**TASK DIRECTIONS:**
The data must be returned in full and exactly as given.

**SUPPLIED RECORDS:**
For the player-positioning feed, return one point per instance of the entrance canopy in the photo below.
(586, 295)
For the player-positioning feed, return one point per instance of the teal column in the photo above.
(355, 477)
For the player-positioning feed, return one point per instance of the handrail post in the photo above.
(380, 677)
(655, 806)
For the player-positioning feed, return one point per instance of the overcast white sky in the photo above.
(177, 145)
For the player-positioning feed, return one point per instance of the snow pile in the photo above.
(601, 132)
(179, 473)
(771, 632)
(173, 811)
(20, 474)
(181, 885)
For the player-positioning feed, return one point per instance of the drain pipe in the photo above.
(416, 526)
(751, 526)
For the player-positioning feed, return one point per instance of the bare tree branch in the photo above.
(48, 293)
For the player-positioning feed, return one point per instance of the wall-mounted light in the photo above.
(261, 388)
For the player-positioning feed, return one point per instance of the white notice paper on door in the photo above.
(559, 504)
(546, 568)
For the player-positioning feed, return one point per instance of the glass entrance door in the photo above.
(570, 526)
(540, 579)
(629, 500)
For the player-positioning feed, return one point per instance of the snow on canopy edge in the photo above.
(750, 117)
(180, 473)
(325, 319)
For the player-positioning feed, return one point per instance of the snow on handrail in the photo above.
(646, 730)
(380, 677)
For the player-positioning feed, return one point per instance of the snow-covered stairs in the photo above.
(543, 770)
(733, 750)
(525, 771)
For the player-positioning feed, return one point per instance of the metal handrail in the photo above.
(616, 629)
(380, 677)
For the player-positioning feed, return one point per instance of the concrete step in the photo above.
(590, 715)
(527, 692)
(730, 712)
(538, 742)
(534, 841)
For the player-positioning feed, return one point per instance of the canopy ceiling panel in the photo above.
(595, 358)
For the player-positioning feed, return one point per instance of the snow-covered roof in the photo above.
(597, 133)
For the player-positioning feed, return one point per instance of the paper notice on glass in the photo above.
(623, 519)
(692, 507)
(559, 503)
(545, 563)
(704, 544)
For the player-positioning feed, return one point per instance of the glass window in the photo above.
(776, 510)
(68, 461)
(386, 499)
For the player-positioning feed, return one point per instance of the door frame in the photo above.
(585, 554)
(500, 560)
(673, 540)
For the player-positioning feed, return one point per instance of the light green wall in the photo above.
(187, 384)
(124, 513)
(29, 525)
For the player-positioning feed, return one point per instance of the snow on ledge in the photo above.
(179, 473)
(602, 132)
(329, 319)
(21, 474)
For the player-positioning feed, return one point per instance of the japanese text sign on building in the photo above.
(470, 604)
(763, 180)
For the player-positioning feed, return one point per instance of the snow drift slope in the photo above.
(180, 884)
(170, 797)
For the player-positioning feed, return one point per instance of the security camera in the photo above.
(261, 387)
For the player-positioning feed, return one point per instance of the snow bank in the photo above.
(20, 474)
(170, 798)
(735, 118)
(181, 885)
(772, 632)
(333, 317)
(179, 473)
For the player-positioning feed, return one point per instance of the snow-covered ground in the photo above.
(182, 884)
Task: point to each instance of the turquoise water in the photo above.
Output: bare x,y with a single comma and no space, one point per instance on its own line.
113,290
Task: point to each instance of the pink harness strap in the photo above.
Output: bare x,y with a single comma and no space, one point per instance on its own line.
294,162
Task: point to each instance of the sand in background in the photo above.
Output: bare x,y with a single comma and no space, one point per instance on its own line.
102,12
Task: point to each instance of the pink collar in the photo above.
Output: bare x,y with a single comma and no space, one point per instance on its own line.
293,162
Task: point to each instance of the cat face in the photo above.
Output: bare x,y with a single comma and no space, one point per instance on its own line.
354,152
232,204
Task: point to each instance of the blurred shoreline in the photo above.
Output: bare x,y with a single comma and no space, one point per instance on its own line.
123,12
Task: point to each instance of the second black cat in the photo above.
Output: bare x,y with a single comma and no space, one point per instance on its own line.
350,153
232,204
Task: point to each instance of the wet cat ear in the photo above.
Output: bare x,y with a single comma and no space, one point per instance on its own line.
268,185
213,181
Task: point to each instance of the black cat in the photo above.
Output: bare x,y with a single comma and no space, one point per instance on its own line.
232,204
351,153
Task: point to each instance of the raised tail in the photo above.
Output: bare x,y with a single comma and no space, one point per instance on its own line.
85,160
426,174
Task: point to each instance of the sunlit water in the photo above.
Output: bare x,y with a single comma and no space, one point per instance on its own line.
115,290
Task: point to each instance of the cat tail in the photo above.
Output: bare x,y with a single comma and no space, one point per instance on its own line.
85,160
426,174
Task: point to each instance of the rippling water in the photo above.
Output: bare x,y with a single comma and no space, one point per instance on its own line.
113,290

**REPLY TO THE TASK:**
For the player-positioning feed, return one point per instance of the entrance canopy in the photo below.
(586, 295)
For the player-positioning feed, return one point per instance of the teal column in the photo above.
(355, 477)
For the player-positioning feed, return one point per instance of the handrail post in the photo above.
(380, 677)
(655, 806)
For the player-positioning feed, return one point per instance of the overcast white sky in the photo above.
(177, 145)
For the player-positioning feed, return one point per instance of the snow pile in the photo above.
(601, 132)
(179, 473)
(771, 632)
(173, 811)
(20, 474)
(181, 885)
For the player-positioning feed, return one point per instance of the drain pipe in the photo above.
(416, 526)
(751, 526)
For the player-positioning feed, return one point per instance of the bare tree branch in the photo above.
(48, 293)
For the player-positioning feed, return one point per instance of the wall-mounted light in the photo above.
(261, 388)
For the player-positioning feed, return one point per instance of the white notice paper on door in the photo above.
(559, 504)
(546, 568)
For the player-positioning feed, return one point per instance of the glass entrance door in the photo above.
(570, 526)
(540, 579)
(629, 500)
For the player-positioning feed, return one point per instance of the snow on canopy edge in the photo above.
(750, 117)
(180, 473)
(325, 319)
For the player-positioning feed, return one point per instance of the snow on handrail in the photo above.
(646, 730)
(380, 677)
For the player-positioning feed, return one point per instance of the snow-covered stairs in the photo above.
(543, 770)
(733, 750)
(525, 771)
For the player-positioning feed, return one point per instance of the metal handrail in the photo above.
(616, 629)
(380, 677)
For the player-positioning feed, return one point per instance of the concrete step in the photo above.
(590, 715)
(527, 692)
(730, 712)
(538, 742)
(534, 841)
For the player-positioning feed, return one point per instance of the canopy ceiling panel in the photo above.
(595, 358)
For the player-positioning feed, return one point per instance of the snow-covered roof in the photo above.
(597, 133)
For the player-positioning feed, return one point per instance of the paper notice on glass in the photo above.
(623, 519)
(692, 507)
(559, 503)
(545, 563)
(704, 544)
For the player-positioning feed, return one point per instance of the glass window in the photo above.
(776, 510)
(68, 461)
(386, 499)
For the player-positioning feed, return one point per instance of the door frame in the photo above.
(585, 554)
(500, 560)
(673, 540)
For the player-positioning feed, return one point per instance of the light green wall in the photo above.
(187, 384)
(124, 513)
(29, 525)
For the player-positioning feed, return one point per instance of the snow on ledge in the photo above.
(179, 473)
(602, 132)
(329, 319)
(21, 474)
For the player-positioning feed, return one point per instance of the japanese text sign on building in the photo above.
(470, 604)
(763, 180)
For the player-positioning feed, return one point per instance of the snow drift slope in the photo above.
(180, 884)
(170, 797)
For the player-positioning feed, return one point per instance of the security camera in the photo above.
(261, 387)
For the player-positioning feed, return one point per instance of the snow bank in the photo above.
(20, 474)
(170, 798)
(735, 118)
(181, 885)
(772, 632)
(333, 317)
(179, 473)
For the player-positioning feed, return one point per instance of the snow-covered ground in the photo above.
(182, 884)
Task: point to each instance of the turquoise water in the photo above.
Output: bare x,y with a single comma and no space, one point per instance on its own line.
113,290
Task: point to each instance of the pink harness strap in the photo above.
Output: bare x,y with a single comma and no space, one point per instance on its own line.
294,162
Task: point to each instance of the sand in background in the photo above.
Output: bare x,y with a single comma and no space, one point per instance on its own line.
102,12
Task: point to each instance of the pink collar in the photo above.
Output: bare x,y with a single comma and no space, one point per instance on its own line.
293,162
Task: point to each instance of the cat face in the photo above.
Output: bare x,y with a single comma and no space, one point per instance on its own line.
354,152
232,204
Task: point to each instance of the blurred shoreline in the photo above.
Output: bare x,y with a single comma and no space, one point per instance on its own line.
123,12
Task: point to each instance of the second black cat in the photo above.
Output: bare x,y with a single comma and no space, one point per instance on its own line.
350,153
232,204
Task: point to each instance of the wet cat ear in the photo above.
Output: bare x,y with a single comma and no space, one point per instance on its own line.
268,185
213,181
Task: point to each instance of the black cat in the photo above.
Output: bare x,y with a single comma and no space, one point per instance on its own line.
232,204
351,153
Task: point to each instance of the raised tail in the photo above.
Output: bare x,y with a single comma and no space, one point per instance on its own line.
85,160
426,174
Task: point to each instance of the sunlit water in the photo above.
Output: bare x,y with a single comma and no space, one point per instance on its own line.
115,290
Task: point to each instance of the cat tail in the photo above.
Output: bare x,y with a single comma and no space, one point per instance on its own line.
85,160
426,174
Task: point to each instance of the rippling water in the photo above.
Output: bare x,y with a single comma and no space, one point per instance on its own line.
113,290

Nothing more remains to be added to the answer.